Data provided Block Start

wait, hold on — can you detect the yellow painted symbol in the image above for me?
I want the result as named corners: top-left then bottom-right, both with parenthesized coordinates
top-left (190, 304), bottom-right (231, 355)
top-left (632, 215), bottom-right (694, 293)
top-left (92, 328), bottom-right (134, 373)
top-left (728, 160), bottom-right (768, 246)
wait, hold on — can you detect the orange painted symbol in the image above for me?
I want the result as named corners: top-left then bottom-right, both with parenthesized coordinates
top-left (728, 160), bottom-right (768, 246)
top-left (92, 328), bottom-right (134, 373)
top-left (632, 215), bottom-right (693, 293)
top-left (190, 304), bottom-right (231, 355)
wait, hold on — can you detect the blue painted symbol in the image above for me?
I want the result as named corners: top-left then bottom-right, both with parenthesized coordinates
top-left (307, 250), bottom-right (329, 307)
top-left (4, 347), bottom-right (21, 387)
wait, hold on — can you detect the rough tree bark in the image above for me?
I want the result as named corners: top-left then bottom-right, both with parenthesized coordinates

Data provided Block End

# What is expected
Would you count the lines in the data that contain the word "wait" and state only the number?

# Answer to this problem
4